**Job**
Copy out every line of the material, starting with its first line and going on through the line with "[[8, 30], [119, 26], [38, 12], [196, 34], [99, 18]]", both included. Add -103 to each x and y coordinate in the answers.
>> BEGIN Dataset rows
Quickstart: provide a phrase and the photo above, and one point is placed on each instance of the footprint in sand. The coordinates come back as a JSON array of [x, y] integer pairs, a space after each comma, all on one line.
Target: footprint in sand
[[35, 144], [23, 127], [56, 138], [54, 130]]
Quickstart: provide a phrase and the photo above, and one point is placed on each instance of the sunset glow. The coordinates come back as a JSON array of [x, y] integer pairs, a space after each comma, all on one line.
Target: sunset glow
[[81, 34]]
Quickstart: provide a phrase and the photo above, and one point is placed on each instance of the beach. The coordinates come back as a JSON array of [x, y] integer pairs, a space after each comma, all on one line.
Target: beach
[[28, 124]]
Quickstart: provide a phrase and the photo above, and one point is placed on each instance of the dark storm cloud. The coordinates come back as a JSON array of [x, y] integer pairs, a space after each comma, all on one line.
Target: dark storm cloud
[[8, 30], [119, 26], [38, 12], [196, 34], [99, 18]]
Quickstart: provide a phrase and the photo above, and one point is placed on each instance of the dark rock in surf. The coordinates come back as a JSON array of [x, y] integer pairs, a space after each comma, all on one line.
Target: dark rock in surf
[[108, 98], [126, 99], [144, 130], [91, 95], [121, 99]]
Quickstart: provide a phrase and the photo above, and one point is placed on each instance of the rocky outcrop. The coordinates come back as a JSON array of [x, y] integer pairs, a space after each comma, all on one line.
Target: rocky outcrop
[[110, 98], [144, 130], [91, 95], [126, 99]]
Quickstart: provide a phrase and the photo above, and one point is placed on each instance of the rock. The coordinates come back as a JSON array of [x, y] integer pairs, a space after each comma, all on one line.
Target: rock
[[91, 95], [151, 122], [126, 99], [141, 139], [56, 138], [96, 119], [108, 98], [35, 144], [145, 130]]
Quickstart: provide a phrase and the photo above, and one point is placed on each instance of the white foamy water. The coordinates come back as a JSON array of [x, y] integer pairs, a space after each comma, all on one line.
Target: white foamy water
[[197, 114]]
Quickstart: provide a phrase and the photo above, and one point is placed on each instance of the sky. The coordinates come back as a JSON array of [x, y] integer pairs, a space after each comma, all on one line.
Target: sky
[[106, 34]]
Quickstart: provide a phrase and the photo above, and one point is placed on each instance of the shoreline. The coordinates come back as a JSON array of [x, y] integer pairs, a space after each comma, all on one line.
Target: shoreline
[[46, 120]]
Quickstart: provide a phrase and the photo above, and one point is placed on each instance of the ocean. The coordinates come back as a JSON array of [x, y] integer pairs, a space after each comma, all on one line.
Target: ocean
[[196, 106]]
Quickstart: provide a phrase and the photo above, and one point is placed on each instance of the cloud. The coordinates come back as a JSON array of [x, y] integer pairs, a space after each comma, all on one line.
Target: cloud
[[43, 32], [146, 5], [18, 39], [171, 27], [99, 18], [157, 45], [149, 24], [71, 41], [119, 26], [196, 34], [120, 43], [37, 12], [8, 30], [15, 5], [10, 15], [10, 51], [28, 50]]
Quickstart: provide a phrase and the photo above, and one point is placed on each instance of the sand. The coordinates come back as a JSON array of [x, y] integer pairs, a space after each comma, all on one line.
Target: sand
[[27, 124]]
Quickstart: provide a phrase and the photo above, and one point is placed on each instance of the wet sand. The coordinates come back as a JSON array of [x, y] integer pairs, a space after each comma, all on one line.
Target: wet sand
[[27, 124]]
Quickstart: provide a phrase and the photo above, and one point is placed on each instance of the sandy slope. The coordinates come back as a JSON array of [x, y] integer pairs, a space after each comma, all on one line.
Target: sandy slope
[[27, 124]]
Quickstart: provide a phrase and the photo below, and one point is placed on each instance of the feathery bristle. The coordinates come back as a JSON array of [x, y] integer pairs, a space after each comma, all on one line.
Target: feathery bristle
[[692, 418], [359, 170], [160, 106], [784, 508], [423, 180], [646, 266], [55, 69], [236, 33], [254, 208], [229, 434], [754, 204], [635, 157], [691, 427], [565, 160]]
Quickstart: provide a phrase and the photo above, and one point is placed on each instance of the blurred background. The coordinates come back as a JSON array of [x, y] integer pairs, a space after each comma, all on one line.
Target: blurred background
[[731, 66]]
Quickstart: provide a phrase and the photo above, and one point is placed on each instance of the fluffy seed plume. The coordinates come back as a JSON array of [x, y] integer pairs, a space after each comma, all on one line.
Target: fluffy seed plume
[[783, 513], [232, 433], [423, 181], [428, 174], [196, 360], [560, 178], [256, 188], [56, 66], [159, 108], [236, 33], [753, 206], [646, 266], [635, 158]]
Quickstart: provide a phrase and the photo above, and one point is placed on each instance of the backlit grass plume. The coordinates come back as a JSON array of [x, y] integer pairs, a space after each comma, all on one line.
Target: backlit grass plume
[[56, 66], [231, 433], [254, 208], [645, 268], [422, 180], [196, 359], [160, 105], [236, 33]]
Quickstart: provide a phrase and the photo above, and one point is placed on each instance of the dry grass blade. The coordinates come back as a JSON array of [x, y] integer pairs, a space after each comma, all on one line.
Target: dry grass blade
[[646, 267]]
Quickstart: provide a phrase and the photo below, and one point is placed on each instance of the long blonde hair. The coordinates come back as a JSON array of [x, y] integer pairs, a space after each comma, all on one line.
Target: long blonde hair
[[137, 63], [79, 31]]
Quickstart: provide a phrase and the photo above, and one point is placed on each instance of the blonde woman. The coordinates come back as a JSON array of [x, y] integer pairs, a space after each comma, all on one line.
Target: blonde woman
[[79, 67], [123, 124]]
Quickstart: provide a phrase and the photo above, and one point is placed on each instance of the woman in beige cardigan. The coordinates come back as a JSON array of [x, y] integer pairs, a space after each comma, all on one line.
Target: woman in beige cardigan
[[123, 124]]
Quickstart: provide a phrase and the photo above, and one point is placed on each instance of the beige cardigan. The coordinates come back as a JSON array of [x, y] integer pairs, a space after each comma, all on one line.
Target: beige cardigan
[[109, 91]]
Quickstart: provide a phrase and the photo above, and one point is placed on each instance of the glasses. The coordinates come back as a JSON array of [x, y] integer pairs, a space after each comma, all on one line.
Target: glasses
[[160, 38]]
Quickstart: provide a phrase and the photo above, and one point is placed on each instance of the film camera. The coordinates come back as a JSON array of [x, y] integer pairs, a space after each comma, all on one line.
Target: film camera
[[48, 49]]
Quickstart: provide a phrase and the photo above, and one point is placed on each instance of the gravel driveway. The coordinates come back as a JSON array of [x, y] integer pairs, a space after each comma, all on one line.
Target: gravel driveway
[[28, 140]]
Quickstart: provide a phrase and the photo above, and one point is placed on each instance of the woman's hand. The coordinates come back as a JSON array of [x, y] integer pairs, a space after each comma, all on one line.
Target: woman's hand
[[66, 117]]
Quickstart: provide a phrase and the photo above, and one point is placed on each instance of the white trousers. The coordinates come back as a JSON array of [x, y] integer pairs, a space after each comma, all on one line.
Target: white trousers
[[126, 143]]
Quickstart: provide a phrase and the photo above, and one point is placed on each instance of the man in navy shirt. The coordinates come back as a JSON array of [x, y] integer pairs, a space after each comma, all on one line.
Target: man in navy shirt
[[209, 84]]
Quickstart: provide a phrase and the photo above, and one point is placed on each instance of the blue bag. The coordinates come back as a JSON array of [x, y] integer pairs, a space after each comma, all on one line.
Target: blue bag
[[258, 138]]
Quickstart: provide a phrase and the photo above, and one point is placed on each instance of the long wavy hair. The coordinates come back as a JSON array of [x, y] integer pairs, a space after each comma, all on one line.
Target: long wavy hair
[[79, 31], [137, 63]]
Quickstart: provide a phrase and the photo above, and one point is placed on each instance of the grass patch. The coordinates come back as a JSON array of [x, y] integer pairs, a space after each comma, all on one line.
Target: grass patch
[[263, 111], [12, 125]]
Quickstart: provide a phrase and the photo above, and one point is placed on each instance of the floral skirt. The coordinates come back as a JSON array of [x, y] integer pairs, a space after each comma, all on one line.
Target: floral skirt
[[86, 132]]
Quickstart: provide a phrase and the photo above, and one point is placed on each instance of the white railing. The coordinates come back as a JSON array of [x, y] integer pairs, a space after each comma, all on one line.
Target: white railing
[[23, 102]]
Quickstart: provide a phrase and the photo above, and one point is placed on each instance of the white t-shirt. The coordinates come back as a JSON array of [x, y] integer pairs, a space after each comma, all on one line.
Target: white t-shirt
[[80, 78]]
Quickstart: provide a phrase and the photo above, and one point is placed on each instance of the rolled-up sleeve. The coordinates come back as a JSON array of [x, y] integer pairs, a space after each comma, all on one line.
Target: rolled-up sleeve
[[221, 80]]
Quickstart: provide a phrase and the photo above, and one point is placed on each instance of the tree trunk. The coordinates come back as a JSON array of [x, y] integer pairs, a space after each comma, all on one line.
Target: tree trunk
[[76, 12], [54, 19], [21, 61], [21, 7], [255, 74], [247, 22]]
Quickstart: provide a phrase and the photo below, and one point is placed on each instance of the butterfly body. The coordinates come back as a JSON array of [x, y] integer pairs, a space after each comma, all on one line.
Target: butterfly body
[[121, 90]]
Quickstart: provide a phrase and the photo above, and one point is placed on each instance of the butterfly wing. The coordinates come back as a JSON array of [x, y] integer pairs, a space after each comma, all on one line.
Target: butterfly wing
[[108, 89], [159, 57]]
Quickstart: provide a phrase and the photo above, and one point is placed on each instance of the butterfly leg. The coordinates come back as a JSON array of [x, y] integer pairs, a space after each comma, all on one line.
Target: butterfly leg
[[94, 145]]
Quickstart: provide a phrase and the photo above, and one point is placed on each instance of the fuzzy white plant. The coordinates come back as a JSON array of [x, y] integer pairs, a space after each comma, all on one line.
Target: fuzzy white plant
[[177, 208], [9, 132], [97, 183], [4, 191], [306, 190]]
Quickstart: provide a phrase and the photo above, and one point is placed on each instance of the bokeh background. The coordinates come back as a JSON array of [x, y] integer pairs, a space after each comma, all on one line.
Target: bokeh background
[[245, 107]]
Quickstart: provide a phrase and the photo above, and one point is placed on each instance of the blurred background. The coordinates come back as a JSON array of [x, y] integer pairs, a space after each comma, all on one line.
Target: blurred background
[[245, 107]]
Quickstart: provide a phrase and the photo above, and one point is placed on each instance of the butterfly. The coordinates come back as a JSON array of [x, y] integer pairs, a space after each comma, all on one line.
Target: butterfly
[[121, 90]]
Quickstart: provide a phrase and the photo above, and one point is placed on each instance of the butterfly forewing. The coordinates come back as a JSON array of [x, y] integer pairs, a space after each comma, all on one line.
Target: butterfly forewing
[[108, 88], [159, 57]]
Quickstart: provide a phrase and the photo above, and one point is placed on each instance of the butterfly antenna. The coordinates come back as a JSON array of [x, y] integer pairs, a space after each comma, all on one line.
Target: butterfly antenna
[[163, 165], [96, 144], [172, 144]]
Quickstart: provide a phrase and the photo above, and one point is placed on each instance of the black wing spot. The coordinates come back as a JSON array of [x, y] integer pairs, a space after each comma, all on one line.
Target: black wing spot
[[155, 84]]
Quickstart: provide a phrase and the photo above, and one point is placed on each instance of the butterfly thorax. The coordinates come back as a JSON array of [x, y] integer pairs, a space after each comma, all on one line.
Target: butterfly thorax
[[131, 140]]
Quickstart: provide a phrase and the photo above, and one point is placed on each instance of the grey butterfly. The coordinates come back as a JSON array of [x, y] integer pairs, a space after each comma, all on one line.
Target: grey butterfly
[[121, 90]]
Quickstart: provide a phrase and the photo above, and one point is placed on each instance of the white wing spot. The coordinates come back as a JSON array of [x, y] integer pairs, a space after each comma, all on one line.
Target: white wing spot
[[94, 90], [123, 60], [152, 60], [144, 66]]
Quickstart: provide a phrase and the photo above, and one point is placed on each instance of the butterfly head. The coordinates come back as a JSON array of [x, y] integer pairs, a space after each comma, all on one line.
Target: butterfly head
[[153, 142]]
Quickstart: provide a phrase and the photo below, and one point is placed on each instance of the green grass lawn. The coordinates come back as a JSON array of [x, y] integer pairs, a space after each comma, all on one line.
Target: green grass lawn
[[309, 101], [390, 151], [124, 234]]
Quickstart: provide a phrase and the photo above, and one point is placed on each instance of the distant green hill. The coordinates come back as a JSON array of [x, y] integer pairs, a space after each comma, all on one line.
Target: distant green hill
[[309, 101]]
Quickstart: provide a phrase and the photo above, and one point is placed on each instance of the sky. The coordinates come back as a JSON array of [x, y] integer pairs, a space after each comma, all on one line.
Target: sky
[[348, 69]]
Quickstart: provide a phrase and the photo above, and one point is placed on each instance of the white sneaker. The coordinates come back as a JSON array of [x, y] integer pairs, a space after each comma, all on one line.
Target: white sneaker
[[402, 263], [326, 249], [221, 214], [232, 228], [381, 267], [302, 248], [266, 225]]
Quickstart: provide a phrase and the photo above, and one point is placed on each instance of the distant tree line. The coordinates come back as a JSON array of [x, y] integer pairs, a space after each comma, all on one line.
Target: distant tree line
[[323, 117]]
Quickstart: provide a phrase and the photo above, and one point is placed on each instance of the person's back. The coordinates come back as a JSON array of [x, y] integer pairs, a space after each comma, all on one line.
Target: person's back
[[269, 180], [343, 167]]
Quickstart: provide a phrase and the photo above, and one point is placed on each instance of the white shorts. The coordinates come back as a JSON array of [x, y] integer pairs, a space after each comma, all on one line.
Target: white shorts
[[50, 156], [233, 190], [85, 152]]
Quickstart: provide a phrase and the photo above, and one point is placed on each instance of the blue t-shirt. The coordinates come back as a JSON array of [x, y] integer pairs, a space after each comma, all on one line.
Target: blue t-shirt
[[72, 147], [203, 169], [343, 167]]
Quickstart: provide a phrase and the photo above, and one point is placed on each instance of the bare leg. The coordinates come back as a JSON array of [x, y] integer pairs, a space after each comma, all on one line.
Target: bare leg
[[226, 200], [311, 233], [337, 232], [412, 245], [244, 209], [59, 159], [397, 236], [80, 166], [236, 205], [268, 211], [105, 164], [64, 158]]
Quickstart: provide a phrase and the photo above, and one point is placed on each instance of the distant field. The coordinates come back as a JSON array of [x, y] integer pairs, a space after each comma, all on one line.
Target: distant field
>> END Dataset rows
**Output for this task**
Quickstart: provide a phrase and the photo above, and one point is placed on each instance of the footprint in sand. The coordinates come back as a JSON array of [x, y] integer pairs, a space after each comma, all on one line.
Target: footprint in sand
[[-68, 41], [-80, 24], [-47, 35], [-49, 27]]
Quickstart: provide a phrase and the photo above, and one point is placed on each instance of the sunset glow. The coordinates come back as a JSON array of [x, y] integer pairs, a space after each comma, all on one line.
Target: sunset glow
[[-22, -69]]
Quickstart: provide a phrase and the photo above, and one point is placed on each instance of the beach. The coordinates come back as a JSON array of [x, y] integer pairs, a space after each comma, all on one line.
Target: beach
[[-75, 21]]
Quickstart: provide a phrase and the photo above, and one point is placed on each instance of the dark storm cloud. The coordinates come back as a JSON array of [x, y] integer pairs, a space after each comma, all on one line.
Target: dark storm cloud
[[-95, -73], [16, -77], [-65, -91], [93, -69], [-4, -85]]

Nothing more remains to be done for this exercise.